Узнай себя
Шрифт:
Почему не всем удается крик? Потому что всех, родившихся жить, тотчас цепко обнимает смерть, которой противен крик, и люди часто сдаются ей, разнообразно согласившись с ее негласностью. Смерть представляет доводы сначала самые убедительные и бесспорные: всё, что ты есть, погибнет — тело, усилия, самый язык и мир, в котором ты кричишь. Что ты можешь противопоставить этой правде? Да, ты уйдешь вместе с течением, но важно, достоинство твоего участия в мире требует, чтобы, уносимый потоком, ты успел позвать на помощь. Смерть выставляет доводы, приглашая смириться с очевидностью и наблюдать в молчании уход жизни. Приглашение отказаться от того, чего нет, и согласиться с тем, что есть, убедительно. Только безрассудство может спасти от разумных уговоров смерти, только
Внезапное явление живого в крике должно вызвать и вызывает сомнения и возражения. Разнообразные служители смерти легко предоставляют многочисленные каналы, по которым энергия крика может растечься, не заметив и не распознав сама себя. Тебя хотят отвлечь от безрассудства, ждут от тебя благоразумия, здравомыслия и реализма, реализма. Настойчиво, неприметно устоявшиеся носители опыта, житейской науки очерчивают круг существования. Ты ничего не можешь поделать, тебе не удалось их полюбить. С наивными, растерянными, страдающими тебе легче и живее чем с разумниками.
Человек беззащитный защитник жизни, обреченной насмерть, бьющейся в сетях смерти. В этом факте ничего не переменишь, ничего не исправишь. Ответственность за него ни на кого не свалишь. Бога на помощь не призовешь, потому что Он, придя в мир, от своей чистоты становится еще откровеннее беспомощным. Обеспечить смертного значило бы демобилизовать его, снять с поста, на который он поставлен. И как обеспечить, если не загородиться другими, заняв их жизни. Обеспеченная жизнь не может знать, умерла ли она уже или еще живет.
1.07.1975
Бездны природные, бездны душевные. Каждая зовет и соблазняет. Человек, едва родившись — травинка, человек — беспомощная пылинка, гонимая космическими сквозняками. Вот он есть — и уже его нет; и там, где живая душа просвечивала в теле, начинает тяжело перевешивать мертвый остов. Снова прах и пыль, снова все исчезает в клубках мглы. Но гонимые, рассеиваемые, смехотворно гибнущие, пусть мы успеем хотя бы в последний миг перед уходом рассмотреть истину мира, из которого нас гонят. И сквозь пыль и дым нам возможно увидится нечто, странное до удивления: путаный мир просвечен негаснущим светом, он как столб, как луч, как рука Бога, властно держащая хаос. Этот свет единственное, что есть; все прочее еще только собирается им стать.

· · · · ·

* ЗАДАНИЯ:
- a) Перепишите весь листинг, приведенный ниже, заменив в нем «per instance» на «per class» и оставив все остальное без изменений.
- b) Напишите продолжение размышления «Узнай себя» о крике, смерти и свете, начиная сразу после его последнего предложения.

* ЛИСТИНГ:
· · · · ·

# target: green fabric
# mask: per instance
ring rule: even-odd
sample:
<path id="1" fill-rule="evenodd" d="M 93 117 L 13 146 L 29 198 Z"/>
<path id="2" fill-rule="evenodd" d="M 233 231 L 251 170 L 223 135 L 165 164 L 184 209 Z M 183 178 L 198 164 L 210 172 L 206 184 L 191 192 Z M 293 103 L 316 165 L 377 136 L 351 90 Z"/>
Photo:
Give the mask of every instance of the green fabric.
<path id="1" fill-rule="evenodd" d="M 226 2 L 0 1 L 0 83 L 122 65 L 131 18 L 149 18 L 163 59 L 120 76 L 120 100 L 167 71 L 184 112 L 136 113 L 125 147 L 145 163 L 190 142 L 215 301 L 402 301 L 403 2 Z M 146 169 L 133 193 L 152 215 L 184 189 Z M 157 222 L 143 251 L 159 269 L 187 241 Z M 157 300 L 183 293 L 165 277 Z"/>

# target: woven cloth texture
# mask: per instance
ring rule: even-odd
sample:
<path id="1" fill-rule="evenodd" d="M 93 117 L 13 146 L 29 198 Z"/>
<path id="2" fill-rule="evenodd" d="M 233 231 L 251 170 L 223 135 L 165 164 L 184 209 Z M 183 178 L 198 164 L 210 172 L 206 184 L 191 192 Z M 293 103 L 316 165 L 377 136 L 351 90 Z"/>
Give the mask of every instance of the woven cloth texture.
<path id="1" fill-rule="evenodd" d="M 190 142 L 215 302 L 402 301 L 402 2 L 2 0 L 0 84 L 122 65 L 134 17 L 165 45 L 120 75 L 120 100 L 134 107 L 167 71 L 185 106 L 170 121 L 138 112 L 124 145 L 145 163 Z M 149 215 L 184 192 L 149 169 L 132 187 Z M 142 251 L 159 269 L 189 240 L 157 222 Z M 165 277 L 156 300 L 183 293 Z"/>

· · · · ·

* ОТВЕТЫ ПО ПОРЯДКУ:
- a)
# target: green fabric
# mask: per class
ring rule: even-odd
sample:
<path id="1" fill-rule="evenodd" d="M 93 117 L 13 146 L 29 198 Z"/>
<path id="2" fill-rule="evenodd" d="M 233 231 L 251 170 L 223 135 L 165 164 L 184 209 Z M 183 178 L 198 164 L 210 172 L 206 184 L 191 192 Z M 293 103 L 316 165 L 377 136 L 351 90 Z"/>
Photo:
Give the mask of every instance of the green fabric.
<path id="1" fill-rule="evenodd" d="M 226 2 L 0 1 L 0 83 L 122 65 L 131 18 L 149 18 L 163 59 L 120 76 L 120 100 L 167 71 L 184 112 L 136 113 L 125 147 L 145 163 L 190 142 L 215 301 L 402 301 L 403 2 Z M 146 169 L 133 193 L 152 215 L 184 189 Z M 157 222 L 143 251 L 159 269 L 187 241 Z M 157 300 L 183 293 L 165 277 Z"/>

# target: woven cloth texture
# mask: per class
ring rule: even-odd
sample:
<path id="1" fill-rule="evenodd" d="M 93 117 L 13 146 L 29 198 Z"/>
<path id="2" fill-rule="evenodd" d="M 233 231 L 251 170 L 223 135 L 165 164 L 184 209 Z M 183 178 L 198 164 L 210 172 L 206 184 L 191 192 Z M 293 103 L 316 165 L 377 136 L 351 90 Z"/>
Give the mask of every instance of the woven cloth texture.
<path id="1" fill-rule="evenodd" d="M 190 142 L 215 302 L 402 301 L 402 2 L 2 0 L 0 84 L 122 65 L 134 17 L 165 45 L 120 75 L 120 100 L 134 107 L 167 71 L 185 106 L 170 121 L 138 112 L 124 145 L 145 163 Z M 149 215 L 184 192 L 149 169 L 132 187 Z M 142 251 L 159 269 L 189 240 L 157 222 Z M 165 277 L 156 300 L 183 293 Z"/>

- b)
Свет единственное основание, помимо него нет причин. Поэтому помешался тот, кто пробует самодельными нитями своего рассуждения сшить то, что видит в свете. Сплетенная им паутина будет разорвана, он потонет в кажущихся аналогиях, соответствиях, параллелях, опутает себя новыми нитями, закружит себе голову — если его не настигнет более обычная судьба и он уныло побредет скучной дорогой в селения аида. Можно успеть умереть при жизни, и смерть потом только милосердно подберет и сожжет твой мусор. А кто-то, загоревшись при жизни, разгорается, пока не вспыхнет огнем, для которого смертная телесная оболочка слишком тонка. Потом такие перенесутся на небо, чтобы светить оттуда далекими звездами, и даже в самой немыслимой, невидимой дали никогда уже не исчезают совсем бесследно, потому что сливаются с золотым фоном небес. Вечность огненная судьба звезд, которые чем больше горят, тем больше хранимы. И безумие судьба подземных кротов, которые, плетя свои частные ходы, в конце концов полностью сливаются с подземным мраком.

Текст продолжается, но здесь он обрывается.